## Exercise details
Rewrite the rows from "Where can the green" through "Target: green lawn" with "green lawn" swapped for "grassy lawn", keeping everything else the same.

## Material for this exercise
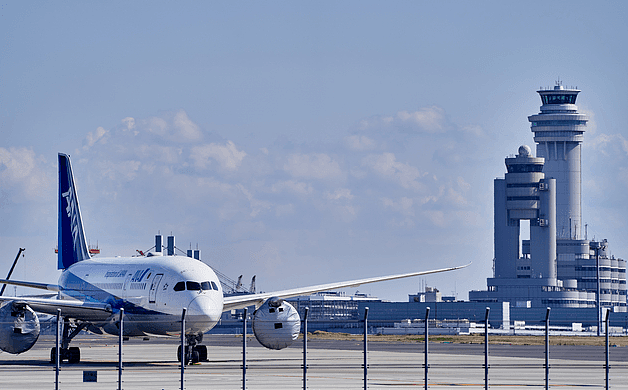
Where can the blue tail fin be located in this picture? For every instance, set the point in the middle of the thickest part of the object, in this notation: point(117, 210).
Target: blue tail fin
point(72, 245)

---

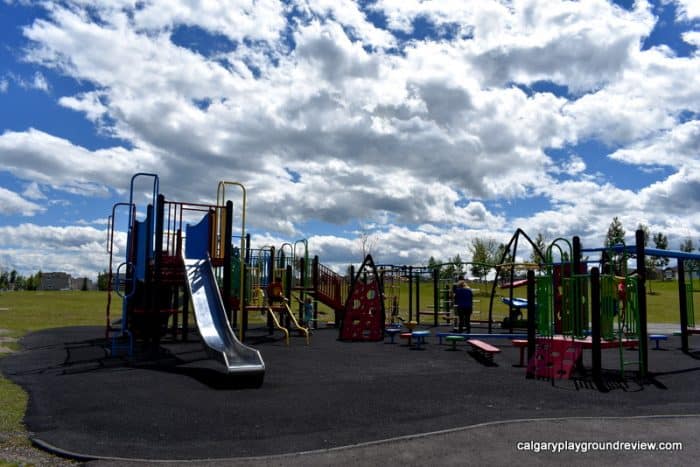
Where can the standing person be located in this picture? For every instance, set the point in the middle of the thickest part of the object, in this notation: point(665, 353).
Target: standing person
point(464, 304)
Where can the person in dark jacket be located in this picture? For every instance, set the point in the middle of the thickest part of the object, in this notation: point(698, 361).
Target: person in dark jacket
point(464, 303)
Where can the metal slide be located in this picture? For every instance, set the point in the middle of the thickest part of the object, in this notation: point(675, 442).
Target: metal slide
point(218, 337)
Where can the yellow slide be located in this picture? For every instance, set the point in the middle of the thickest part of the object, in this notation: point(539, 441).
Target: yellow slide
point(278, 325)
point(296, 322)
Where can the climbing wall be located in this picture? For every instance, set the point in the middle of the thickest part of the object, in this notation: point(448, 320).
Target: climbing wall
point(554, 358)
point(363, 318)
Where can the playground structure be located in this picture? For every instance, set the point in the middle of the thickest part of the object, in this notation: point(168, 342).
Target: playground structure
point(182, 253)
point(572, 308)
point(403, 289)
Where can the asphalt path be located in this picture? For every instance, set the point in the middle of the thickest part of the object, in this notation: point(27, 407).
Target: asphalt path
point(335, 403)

* * *

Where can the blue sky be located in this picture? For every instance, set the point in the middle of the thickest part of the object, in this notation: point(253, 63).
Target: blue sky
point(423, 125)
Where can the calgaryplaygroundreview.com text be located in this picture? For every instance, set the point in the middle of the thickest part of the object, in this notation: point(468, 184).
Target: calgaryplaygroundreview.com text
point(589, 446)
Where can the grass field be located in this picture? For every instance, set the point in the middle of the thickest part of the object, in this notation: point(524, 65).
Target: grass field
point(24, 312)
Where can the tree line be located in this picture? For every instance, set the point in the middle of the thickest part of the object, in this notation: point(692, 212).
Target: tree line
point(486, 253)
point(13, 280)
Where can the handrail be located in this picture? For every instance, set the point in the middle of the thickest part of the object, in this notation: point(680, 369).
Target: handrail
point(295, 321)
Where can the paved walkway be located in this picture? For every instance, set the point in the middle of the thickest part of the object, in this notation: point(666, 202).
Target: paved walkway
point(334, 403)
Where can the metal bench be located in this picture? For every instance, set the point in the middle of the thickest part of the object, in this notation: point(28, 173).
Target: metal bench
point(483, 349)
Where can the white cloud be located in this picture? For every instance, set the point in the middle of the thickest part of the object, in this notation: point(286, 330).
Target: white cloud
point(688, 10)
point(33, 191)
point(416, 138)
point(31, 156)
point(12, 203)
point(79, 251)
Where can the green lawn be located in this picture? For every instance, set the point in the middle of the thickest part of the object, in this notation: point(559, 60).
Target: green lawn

## Reply
Where can the grassy lawn be located in this picture? For every instance, set the point in the middle of the thickest part of the object, in this notation: point(559, 60).
Target: grassy lawn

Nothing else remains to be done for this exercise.